Reproduce only the stretch of entries below that begins at the first line and ends at the line holding "Need: a point on every instance of the straw".

#### [Records from a collection]
>>>
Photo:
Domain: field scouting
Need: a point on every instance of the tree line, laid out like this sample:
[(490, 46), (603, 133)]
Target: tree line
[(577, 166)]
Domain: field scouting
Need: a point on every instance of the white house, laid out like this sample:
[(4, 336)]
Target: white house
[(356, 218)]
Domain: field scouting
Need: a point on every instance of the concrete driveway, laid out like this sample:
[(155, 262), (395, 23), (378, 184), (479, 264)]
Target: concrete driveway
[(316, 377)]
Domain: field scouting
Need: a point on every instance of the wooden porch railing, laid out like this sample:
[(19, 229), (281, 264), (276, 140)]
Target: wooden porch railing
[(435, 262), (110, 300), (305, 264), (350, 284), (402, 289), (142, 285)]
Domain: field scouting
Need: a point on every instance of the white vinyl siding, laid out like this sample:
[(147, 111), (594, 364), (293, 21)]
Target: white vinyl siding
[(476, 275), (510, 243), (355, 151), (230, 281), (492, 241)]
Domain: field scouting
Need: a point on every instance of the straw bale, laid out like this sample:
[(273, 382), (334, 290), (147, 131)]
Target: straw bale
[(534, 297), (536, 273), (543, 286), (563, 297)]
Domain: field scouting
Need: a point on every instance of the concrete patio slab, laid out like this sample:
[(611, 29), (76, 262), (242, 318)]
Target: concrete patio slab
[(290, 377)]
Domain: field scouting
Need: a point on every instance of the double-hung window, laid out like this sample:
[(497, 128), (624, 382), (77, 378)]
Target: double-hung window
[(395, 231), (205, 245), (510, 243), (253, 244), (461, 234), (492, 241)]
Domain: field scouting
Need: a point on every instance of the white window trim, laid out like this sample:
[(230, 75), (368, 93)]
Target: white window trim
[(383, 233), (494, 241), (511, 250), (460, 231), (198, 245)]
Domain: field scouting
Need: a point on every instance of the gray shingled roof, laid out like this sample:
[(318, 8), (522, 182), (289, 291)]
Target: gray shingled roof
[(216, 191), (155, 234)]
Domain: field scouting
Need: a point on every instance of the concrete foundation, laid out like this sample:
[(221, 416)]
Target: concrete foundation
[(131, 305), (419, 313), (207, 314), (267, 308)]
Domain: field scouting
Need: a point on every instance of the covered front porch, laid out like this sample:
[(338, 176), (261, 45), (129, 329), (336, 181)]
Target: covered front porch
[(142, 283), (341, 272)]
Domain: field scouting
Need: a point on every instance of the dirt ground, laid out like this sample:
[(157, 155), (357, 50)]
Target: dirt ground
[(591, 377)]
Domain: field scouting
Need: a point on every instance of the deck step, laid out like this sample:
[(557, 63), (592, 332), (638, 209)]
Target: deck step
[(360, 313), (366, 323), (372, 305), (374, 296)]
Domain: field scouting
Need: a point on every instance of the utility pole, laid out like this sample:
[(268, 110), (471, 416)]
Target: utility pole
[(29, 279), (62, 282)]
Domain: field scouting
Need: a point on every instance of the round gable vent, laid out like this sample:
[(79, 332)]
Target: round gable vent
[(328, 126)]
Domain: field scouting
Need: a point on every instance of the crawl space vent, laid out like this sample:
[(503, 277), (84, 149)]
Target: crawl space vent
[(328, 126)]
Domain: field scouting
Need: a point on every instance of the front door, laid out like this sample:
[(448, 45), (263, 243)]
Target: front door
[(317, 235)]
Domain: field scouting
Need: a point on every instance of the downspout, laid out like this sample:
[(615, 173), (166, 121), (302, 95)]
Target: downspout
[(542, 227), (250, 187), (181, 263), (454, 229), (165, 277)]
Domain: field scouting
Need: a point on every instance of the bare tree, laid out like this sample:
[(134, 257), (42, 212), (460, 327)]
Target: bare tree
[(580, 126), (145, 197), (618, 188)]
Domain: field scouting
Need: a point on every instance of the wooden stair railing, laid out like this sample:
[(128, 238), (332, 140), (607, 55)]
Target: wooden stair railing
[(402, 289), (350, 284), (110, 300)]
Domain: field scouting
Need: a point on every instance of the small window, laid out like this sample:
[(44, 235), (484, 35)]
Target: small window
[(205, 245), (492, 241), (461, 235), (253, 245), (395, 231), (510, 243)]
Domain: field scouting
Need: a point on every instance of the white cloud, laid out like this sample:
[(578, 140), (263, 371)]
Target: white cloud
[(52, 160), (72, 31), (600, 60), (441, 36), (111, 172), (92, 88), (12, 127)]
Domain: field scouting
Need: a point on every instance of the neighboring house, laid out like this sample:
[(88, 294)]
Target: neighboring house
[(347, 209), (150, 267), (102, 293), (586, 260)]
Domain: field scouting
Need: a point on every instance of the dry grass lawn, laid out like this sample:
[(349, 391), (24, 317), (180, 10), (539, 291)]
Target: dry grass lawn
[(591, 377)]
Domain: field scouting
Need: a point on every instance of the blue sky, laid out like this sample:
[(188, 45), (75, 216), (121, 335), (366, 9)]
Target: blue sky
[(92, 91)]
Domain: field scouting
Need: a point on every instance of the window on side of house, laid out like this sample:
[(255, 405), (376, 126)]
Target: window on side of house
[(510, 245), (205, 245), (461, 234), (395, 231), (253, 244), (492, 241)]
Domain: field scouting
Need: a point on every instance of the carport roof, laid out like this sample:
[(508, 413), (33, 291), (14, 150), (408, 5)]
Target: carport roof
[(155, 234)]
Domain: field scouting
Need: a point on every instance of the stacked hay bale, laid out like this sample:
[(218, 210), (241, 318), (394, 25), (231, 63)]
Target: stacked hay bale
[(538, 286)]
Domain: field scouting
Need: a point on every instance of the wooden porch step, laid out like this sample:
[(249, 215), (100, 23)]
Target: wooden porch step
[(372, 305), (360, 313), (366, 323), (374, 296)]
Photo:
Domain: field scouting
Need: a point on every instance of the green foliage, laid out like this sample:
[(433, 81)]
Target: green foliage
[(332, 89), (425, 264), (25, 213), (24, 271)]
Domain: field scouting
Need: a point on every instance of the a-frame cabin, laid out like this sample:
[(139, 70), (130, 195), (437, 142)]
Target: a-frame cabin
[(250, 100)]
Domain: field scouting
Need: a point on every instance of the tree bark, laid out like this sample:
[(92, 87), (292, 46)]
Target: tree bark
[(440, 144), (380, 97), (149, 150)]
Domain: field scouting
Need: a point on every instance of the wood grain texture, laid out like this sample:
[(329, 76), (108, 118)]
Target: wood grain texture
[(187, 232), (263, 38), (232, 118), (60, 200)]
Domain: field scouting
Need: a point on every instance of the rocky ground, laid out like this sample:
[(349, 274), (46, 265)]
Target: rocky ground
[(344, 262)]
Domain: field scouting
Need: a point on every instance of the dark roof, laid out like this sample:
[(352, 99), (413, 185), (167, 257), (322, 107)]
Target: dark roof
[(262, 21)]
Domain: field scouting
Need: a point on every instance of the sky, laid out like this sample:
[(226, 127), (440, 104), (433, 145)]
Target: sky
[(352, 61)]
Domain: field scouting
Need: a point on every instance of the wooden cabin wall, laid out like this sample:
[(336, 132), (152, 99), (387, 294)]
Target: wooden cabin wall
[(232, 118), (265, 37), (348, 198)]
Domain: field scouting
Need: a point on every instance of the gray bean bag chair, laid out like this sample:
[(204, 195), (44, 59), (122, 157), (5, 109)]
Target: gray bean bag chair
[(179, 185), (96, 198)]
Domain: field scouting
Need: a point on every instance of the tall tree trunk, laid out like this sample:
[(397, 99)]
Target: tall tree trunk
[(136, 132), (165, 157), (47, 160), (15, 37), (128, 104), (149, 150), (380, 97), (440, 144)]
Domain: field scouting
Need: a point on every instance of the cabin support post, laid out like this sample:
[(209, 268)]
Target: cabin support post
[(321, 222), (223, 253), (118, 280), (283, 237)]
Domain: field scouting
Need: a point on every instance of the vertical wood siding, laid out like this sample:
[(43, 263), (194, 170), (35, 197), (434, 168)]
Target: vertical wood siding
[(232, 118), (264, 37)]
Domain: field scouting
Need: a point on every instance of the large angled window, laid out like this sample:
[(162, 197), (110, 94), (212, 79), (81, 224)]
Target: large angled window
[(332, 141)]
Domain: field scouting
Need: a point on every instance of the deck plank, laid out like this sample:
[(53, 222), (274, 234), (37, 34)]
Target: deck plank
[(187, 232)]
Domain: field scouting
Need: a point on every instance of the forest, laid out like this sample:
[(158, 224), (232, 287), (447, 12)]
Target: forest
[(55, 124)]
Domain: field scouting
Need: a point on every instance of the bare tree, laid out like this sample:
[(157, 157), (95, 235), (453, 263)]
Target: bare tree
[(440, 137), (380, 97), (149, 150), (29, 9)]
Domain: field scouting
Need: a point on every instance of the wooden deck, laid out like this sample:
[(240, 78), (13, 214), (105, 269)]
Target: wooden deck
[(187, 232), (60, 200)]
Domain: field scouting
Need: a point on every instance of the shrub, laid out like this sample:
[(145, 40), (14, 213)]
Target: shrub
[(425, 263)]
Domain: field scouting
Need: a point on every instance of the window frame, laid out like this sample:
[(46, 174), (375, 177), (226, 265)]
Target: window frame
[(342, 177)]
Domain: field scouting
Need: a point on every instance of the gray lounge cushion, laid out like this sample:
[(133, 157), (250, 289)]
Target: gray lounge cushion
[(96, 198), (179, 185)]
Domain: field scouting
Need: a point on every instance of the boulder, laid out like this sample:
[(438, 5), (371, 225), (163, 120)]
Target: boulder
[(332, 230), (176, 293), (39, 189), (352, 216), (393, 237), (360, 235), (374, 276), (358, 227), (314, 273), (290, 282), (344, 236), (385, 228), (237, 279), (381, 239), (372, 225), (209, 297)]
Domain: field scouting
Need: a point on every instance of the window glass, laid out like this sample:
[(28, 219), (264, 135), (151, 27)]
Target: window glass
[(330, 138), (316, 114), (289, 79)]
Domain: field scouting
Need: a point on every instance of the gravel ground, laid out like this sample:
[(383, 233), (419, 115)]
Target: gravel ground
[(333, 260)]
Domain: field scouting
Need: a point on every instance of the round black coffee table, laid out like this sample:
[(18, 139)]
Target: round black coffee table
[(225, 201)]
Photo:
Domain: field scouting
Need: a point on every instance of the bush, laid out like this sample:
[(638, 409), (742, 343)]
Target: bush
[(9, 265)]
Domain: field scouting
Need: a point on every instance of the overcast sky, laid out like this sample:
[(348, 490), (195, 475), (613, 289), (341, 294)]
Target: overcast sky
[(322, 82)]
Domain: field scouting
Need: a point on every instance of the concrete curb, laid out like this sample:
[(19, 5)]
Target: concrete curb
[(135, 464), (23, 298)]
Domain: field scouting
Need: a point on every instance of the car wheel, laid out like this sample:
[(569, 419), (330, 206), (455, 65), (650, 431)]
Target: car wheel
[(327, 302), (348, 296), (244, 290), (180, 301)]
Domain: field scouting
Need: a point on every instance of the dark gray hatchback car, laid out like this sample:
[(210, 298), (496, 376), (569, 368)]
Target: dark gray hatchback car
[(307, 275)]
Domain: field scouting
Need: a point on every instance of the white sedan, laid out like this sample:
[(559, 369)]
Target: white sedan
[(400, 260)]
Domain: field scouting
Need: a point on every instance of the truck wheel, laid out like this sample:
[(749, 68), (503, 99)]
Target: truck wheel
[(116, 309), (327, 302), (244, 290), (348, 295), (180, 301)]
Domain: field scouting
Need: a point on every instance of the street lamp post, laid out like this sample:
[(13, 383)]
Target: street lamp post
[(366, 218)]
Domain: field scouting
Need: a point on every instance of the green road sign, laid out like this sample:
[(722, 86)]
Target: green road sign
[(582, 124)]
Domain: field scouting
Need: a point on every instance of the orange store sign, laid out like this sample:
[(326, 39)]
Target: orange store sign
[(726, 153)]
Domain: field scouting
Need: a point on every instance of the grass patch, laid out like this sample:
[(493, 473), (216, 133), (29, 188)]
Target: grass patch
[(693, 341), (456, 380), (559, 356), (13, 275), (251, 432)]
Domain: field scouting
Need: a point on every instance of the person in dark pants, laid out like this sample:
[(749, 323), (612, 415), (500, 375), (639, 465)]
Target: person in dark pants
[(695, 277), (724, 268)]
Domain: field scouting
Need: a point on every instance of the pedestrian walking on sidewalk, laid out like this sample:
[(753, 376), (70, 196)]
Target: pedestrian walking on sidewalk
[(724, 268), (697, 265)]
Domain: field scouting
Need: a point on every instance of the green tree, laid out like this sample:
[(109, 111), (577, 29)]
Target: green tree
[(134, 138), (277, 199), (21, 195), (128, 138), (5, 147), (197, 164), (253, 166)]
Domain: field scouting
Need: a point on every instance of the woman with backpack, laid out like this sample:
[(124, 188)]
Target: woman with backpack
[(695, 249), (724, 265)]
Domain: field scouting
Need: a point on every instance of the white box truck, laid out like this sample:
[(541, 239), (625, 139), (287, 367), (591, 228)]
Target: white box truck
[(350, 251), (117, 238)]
<<<
#### [Response to the task]
Photo:
Domain: field scouting
Need: a point on every instance of the tree line, laid out like this sample:
[(490, 46), (603, 133)]
Target: tree line
[(577, 166)]
Domain: field scouting
Need: a point on every instance of the white house, laid out like this sample:
[(4, 336)]
Target: white house
[(356, 218)]
Domain: field scouting
Need: a point on every instance of the concrete driveway, laid out like this sample:
[(155, 262), (395, 23), (378, 184), (479, 264)]
Target: concrete driveway
[(316, 377)]
Domain: field scouting
Need: a point on every instance of the wooden porch railing, laid out like this sample:
[(19, 229), (281, 264), (276, 140)]
Target: wooden porch railing
[(435, 262), (110, 300), (305, 264), (350, 284), (402, 289), (142, 285)]
Domain: field scouting
Need: a point on every instance of the white vinyl siding, laid out like this sample:
[(147, 111), (594, 364), (293, 21)]
Target: white vinyl siding
[(476, 275), (510, 243), (355, 151), (230, 281), (492, 241)]
Domain: field scouting
Need: a point on every instance of the straw bale, laid out like this sample:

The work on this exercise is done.